WHAT NEEDS TO BE DONE -> Start at the line below containing "the green hard" and stop at the line containing "The component shall mark one dot per instance of the exposed". Repeat every line of that stretch exactly, and nothing outside it.

━━ DATA RECORDS ━━

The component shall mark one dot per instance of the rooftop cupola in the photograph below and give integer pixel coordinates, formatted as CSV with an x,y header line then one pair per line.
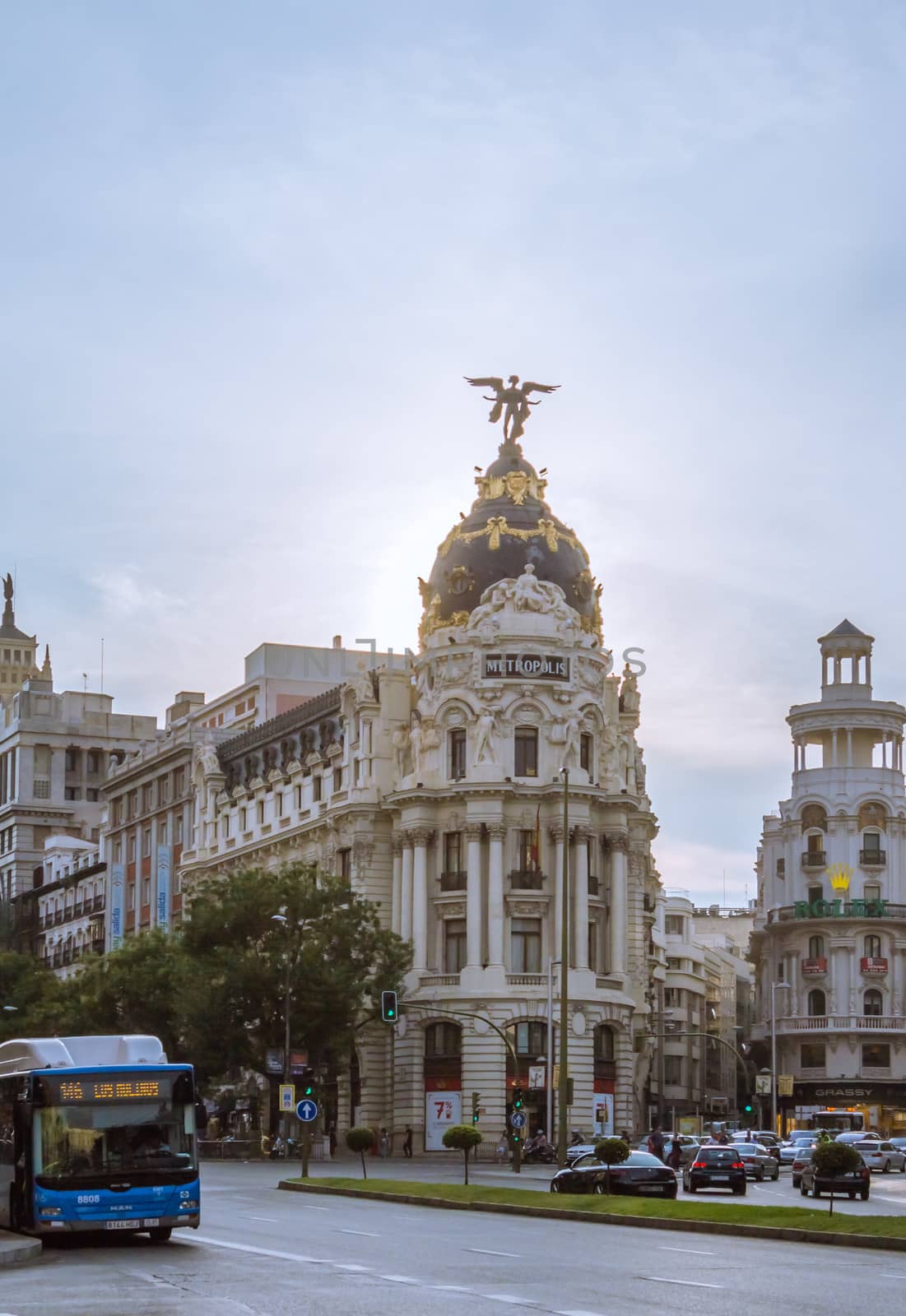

━━━
━━ DATA RECORDS ━━

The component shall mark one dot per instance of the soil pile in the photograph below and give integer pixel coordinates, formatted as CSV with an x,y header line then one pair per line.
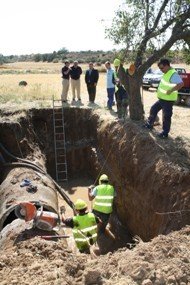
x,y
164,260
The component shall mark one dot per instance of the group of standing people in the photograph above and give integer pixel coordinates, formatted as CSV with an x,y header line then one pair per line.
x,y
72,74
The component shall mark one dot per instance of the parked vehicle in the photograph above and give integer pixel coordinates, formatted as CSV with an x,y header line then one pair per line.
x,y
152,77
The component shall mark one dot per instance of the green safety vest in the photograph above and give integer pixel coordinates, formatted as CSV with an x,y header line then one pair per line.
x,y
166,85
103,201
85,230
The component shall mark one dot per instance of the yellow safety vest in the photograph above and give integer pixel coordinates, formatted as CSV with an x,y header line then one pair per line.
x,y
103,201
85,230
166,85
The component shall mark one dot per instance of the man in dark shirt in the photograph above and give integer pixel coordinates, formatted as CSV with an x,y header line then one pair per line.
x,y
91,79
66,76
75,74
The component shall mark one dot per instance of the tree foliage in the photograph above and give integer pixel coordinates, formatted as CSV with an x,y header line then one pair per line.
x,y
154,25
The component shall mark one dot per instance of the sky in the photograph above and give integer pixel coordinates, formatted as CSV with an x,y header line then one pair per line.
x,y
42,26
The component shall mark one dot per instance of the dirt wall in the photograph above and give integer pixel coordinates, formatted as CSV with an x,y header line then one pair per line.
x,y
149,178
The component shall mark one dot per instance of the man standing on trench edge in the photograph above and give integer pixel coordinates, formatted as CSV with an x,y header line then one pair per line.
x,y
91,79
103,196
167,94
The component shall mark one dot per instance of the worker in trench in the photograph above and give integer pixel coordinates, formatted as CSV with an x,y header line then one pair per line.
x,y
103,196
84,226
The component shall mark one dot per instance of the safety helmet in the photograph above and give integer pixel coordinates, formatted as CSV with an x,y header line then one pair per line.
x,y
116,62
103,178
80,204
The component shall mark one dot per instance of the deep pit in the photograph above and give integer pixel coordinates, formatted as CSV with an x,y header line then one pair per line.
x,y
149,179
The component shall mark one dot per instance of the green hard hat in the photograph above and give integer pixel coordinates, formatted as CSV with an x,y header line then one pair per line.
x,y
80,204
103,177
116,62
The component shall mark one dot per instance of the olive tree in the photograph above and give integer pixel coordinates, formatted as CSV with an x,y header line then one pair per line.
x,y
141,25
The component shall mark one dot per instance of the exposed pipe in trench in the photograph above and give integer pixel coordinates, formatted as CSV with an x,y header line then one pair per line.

━━━
━━ DATA RECORDS ━━

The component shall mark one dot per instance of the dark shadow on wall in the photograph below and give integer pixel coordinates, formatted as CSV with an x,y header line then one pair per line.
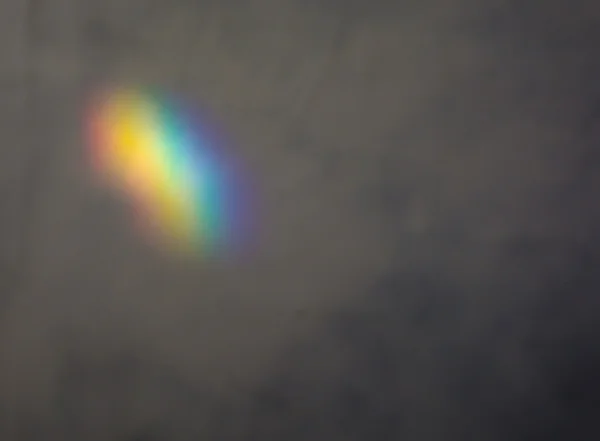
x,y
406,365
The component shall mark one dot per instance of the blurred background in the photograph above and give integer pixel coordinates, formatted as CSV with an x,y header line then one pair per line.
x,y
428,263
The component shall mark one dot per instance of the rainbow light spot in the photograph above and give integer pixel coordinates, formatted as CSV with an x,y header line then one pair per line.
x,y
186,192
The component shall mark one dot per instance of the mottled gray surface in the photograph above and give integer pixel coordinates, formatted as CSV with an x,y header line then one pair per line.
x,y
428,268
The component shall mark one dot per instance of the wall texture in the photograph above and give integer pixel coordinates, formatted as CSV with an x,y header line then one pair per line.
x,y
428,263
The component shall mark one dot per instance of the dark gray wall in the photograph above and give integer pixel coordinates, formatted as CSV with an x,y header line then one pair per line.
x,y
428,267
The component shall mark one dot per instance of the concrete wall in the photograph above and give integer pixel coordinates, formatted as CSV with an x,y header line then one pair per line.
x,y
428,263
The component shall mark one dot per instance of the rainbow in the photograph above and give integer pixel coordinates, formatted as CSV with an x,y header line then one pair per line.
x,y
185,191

━━━

RESPONSE TO THIS TASK ->
The component shall mark one dot per instance of the green hard hat in the photograph above and give integer pixel coordinates, formatted as CSV with an x,y header line then one pair per line.
x,y
80,204
103,177
116,62
The component shall mark one dot per instance of the olive tree in the photograph above and give integer pixel coordinates, formatted as CSV with an x,y header line then one pair per line.
x,y
141,25
The component shall mark one dot per instance of the exposed pipe in trench in the photograph above and give integer pixel coordinates, formatted as CSV with an x,y header line then one pair per line.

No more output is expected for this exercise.